WHAT TO PRODUCE >>
This exercise needs the listing below duplicated exactly.

RECORDS FOR THIS TASK >>

*-*-*

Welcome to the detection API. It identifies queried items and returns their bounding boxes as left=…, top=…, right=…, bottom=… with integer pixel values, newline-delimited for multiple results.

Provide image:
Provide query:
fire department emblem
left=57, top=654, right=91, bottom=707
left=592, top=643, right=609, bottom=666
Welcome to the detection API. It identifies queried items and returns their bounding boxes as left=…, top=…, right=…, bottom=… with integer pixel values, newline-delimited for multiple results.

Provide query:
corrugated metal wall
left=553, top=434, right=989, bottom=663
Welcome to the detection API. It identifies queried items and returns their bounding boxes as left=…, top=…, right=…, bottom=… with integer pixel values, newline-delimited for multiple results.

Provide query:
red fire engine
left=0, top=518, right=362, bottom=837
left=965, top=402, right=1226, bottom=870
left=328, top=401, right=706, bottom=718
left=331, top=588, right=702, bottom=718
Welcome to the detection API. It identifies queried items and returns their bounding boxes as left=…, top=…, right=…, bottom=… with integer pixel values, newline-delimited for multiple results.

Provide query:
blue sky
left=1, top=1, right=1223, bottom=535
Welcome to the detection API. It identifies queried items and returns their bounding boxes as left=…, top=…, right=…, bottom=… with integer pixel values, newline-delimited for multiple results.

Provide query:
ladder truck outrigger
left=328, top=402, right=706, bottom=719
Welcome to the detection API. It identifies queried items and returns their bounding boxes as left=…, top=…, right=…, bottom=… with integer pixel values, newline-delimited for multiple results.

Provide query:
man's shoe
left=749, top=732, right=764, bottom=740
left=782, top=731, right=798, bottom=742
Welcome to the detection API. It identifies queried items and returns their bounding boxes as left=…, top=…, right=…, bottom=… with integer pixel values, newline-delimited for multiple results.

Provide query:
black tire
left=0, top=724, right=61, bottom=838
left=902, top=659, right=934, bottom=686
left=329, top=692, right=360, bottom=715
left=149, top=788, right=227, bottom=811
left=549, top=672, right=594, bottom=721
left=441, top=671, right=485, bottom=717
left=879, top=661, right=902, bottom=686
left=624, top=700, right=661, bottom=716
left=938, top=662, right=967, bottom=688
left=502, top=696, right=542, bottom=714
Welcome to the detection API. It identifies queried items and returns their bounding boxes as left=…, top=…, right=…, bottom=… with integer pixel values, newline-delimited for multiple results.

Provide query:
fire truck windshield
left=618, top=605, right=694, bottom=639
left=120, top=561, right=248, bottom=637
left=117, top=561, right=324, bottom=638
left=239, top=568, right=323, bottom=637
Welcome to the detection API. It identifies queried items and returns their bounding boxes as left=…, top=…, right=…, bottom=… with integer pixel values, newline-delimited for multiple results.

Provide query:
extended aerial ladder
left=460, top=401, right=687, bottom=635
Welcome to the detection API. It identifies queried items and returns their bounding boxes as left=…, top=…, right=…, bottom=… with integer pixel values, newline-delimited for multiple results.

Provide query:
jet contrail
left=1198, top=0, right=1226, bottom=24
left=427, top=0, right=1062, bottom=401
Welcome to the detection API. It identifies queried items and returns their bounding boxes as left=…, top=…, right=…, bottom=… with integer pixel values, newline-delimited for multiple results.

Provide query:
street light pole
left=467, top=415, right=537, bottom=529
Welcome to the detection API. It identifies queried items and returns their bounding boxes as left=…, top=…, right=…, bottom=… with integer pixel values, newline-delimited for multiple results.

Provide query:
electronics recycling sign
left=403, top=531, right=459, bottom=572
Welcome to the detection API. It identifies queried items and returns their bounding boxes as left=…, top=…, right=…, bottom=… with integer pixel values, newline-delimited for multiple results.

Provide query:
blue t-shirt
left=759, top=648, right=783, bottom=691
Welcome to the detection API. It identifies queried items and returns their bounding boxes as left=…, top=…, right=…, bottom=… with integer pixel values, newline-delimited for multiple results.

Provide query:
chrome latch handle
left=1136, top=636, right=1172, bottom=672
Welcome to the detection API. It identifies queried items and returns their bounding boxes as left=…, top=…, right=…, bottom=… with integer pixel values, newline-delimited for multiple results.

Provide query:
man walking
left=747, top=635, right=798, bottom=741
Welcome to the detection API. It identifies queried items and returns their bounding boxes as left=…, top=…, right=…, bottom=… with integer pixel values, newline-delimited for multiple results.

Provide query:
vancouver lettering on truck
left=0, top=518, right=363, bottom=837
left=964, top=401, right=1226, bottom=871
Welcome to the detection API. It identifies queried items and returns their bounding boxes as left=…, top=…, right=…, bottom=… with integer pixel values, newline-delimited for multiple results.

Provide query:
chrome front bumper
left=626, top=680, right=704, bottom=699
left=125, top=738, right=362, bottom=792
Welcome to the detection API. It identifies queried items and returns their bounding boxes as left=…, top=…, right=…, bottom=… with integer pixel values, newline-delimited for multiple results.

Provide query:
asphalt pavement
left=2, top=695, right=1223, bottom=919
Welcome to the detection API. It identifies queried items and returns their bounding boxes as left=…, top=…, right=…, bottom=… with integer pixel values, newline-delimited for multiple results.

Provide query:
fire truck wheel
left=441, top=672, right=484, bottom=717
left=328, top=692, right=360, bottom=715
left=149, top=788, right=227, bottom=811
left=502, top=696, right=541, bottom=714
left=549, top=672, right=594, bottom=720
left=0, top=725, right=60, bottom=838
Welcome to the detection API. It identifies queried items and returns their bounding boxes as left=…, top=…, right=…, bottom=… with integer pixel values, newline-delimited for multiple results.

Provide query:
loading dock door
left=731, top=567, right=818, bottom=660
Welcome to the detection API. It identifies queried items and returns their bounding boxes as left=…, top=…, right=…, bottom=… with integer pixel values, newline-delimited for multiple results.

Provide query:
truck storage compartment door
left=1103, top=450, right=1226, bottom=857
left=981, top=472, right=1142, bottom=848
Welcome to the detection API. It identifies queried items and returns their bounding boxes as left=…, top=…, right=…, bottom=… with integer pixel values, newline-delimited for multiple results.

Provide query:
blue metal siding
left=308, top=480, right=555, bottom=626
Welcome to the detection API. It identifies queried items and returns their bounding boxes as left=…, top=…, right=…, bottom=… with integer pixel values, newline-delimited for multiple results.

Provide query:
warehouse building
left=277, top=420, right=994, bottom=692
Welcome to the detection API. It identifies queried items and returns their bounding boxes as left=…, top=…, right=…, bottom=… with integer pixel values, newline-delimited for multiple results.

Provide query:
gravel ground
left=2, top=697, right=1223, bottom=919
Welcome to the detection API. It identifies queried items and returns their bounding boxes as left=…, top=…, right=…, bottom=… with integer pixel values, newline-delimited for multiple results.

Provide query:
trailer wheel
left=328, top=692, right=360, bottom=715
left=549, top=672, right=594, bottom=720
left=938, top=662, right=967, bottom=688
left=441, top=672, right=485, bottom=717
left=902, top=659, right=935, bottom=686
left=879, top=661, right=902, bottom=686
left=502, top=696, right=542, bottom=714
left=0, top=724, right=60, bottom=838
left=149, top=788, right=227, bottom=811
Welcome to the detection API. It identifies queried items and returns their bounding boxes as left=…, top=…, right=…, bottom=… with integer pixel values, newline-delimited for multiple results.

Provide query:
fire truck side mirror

*-*-*

RESULT OF THIS TASK >>
Welcome to the detection API. It identifies queried items and returns their bounding boxes as left=…, top=…, right=…, bottom=… with integer pixel values, newline-delimited for multiple results.

Provide image:
Provide query:
fire department emblem
left=57, top=654, right=91, bottom=707
left=592, top=643, right=609, bottom=666
Welcome to the detection API. It identifies queried items and returns their bounding boxes as left=…, top=…, right=…, bottom=… with integer pixel values, newline-delimited for multiple results.

Provide query:
corrugated metal wall
left=553, top=434, right=989, bottom=663
Welcome to the detection API. It identifies queried items and returns their bounding boxes as left=…, top=…, right=…, bottom=… with integer pixel values, newline-delimited for multiple results.

Provide query:
red fire engine
left=0, top=518, right=362, bottom=837
left=965, top=402, right=1226, bottom=870
left=328, top=401, right=706, bottom=718
left=331, top=588, right=702, bottom=718
Welcome to the detection API. It identifies queried items and returns their bounding boxes as left=…, top=…, right=…, bottom=… with integer pixel values, newline-delimited for multiple results.

Provide query:
blue sky
left=1, top=1, right=1223, bottom=535
Welcome to the detection API. It identifies queried items and returns their bounding boxes as left=…, top=…, right=…, bottom=… with integer pixel values, newline-delimited for multiple results.

Provide query:
ladder truck outrigger
left=328, top=402, right=706, bottom=719
Welcome to the detection API. It identifies queried items and returns their bounding boxes as left=…, top=…, right=…, bottom=… with integer pixel values, newline-delimited for multiple results.

Provide query:
man's shoe
left=749, top=732, right=764, bottom=740
left=782, top=731, right=798, bottom=742
Welcome to the detection API. It identifies queried items and returns their bounding boxes as left=…, top=…, right=…, bottom=… with integer pixel values, newline-delimited for multiple results.

Provide query:
black tire
left=0, top=724, right=61, bottom=838
left=902, top=659, right=934, bottom=686
left=329, top=692, right=360, bottom=715
left=149, top=788, right=227, bottom=811
left=549, top=672, right=594, bottom=721
left=441, top=671, right=485, bottom=717
left=879, top=661, right=902, bottom=686
left=624, top=700, right=661, bottom=716
left=938, top=662, right=967, bottom=688
left=502, top=696, right=542, bottom=714
Welcome to the detection API. It identifies queried items and returns their bounding boxes as left=…, top=…, right=…, bottom=… with integer pixel values, newline-delimited for multiple results.

Provide query:
fire truck windshield
left=618, top=605, right=694, bottom=639
left=120, top=561, right=248, bottom=637
left=117, top=561, right=324, bottom=638
left=239, top=568, right=323, bottom=637
Welcome to the detection API. It identifies queried items and returns their bounding boxes as left=…, top=…, right=…, bottom=… with integer pixel values, newline-delimited for multiple results.

Provide query:
extended aerial ladder
left=460, top=401, right=687, bottom=635
Welcome to the detection API. It identifies queried items and returns their bounding boxes as left=…, top=…, right=…, bottom=… with integer pixel values, newline-delimited for multiple results.

Provide query:
jet contrail
left=1198, top=0, right=1226, bottom=24
left=427, top=0, right=1062, bottom=401
Welcome to the detection API. It identifies queried items and returns their bounding boxes as left=…, top=…, right=…, bottom=… with integer pixel values, newline-delimited for multiple results.

Provide query:
street light pole
left=467, top=415, right=537, bottom=529
Welcome to the detection API. It identifies queried items and returns their bounding boxes as left=…, top=…, right=…, bottom=… with integer pixel values, newline-delimited for multiple results.

Provide query:
electronics recycling sign
left=403, top=531, right=459, bottom=572
Welcome to the detection API. It identifies queried items and returns their bounding boxes as left=…, top=…, right=…, bottom=… with integer pixel values, newline-delimited for multiple results.

Provide query:
blue t-shirt
left=759, top=648, right=783, bottom=691
Welcome to the detection API. It identifies queried items and returns their bounding boxes as left=…, top=…, right=…, bottom=… with integer pixel values, newline-delimited for multiple results.

Provide query:
chrome latch handle
left=1136, top=636, right=1172, bottom=672
Welcome to the detection API. It identifies queried items and returns their bounding boxes as left=…, top=…, right=…, bottom=… with integer pixel values, newline-delimited for multiple results.

Provide query:
man walking
left=747, top=635, right=798, bottom=741
Welcome to the detection API. It identifies queried items and returns their bounding boxes as left=…, top=…, right=…, bottom=… with integer pixel values, newline-delimited for multiple results.

Provide query:
vancouver lettering on truck
left=0, top=518, right=363, bottom=837
left=964, top=401, right=1226, bottom=871
Welcome to the detection API. It identifies queried items and returns their bounding boxes as left=…, top=…, right=…, bottom=… with integer pixel values, newline-delimited for multiple results.

Provide query:
chrome front bumper
left=626, top=680, right=704, bottom=699
left=125, top=738, right=362, bottom=792
Welcome to the detection API. It identifies queried items and returns their bounding boxes as left=…, top=…, right=…, bottom=… with integer pixel values, newline-delimited for multiple results.

Provide query:
asphalt pavement
left=2, top=695, right=1223, bottom=919
Welcome to the detection API. It identifies queried items and returns their bounding boxes as left=…, top=…, right=…, bottom=… with integer pixel values, newline-delimited for multiple results.

Provide query:
fire truck wheel
left=441, top=672, right=484, bottom=717
left=328, top=692, right=360, bottom=715
left=149, top=788, right=227, bottom=811
left=502, top=696, right=541, bottom=714
left=549, top=672, right=594, bottom=720
left=0, top=725, right=60, bottom=838
Welcome to the detection API. It identifies queried items and returns their bounding boxes as left=…, top=…, right=…, bottom=… with integer pixel values, newline-delimited for multiple results.

Provide query:
loading dock door
left=731, top=567, right=818, bottom=660
Welcome to the detection API. It identifies queried items and returns their bounding boxes as left=…, top=…, right=…, bottom=… with integer pixel values, newline-delimited for multiple results.

Provide query:
truck storage compartment door
left=1103, top=450, right=1226, bottom=857
left=981, top=472, right=1142, bottom=848
Welcome to the detection API. It identifies queried items and returns their bounding boxes as left=…, top=…, right=…, bottom=… with integer pixel values, newline-delimited for multiple results.

Provide query:
blue metal siding
left=308, top=480, right=555, bottom=626
Welcome to the detection API. It identifies queried items and returns their bounding boxes as left=…, top=…, right=…, bottom=… with integer pixel values, newline-delimited for multiple results.

Provide query:
warehouse building
left=277, top=420, right=994, bottom=692
Welcome to the detection API. It identifies queried items and returns their bounding boxes as left=…, top=…, right=…, bottom=… with integer pixel values, newline-delimited for multiple results.

Provide query:
gravel ground
left=2, top=697, right=1223, bottom=919
Welcome to the detection API. It identifies queried items and returns their bounding boxes as left=…, top=…, right=…, bottom=… with integer pixel values, newline-delimited for multiple results.

Provide query:
trailer wheel
left=328, top=692, right=360, bottom=715
left=549, top=672, right=594, bottom=720
left=938, top=662, right=967, bottom=688
left=441, top=672, right=485, bottom=717
left=902, top=659, right=935, bottom=686
left=879, top=661, right=902, bottom=686
left=502, top=696, right=542, bottom=714
left=0, top=724, right=60, bottom=838
left=149, top=788, right=227, bottom=811
Welcome to the detection API. It identifies queried items and returns their bounding boxes as left=…, top=…, right=…, bottom=… with integer pixel values, newline-delimited for multiple results.

Provide query:
fire truck side mirror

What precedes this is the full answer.